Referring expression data
Content starts

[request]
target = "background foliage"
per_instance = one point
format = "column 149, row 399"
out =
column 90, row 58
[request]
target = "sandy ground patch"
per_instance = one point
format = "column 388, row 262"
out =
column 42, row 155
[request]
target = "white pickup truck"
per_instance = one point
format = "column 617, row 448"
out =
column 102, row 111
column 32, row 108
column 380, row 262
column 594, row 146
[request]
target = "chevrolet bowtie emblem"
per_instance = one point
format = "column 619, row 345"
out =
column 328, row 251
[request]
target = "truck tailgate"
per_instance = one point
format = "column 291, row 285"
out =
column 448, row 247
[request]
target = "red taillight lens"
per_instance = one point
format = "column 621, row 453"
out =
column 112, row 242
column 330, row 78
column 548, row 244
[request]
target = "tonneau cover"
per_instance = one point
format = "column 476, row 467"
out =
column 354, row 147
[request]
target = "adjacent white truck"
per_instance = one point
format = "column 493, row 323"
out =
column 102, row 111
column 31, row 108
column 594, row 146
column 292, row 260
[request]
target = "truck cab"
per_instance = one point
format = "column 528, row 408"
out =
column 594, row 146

Content ends

• _Work order_
Looking back over the records above, in how many lines does the word "target" occur? Give the number alone.

• _Written solution_
9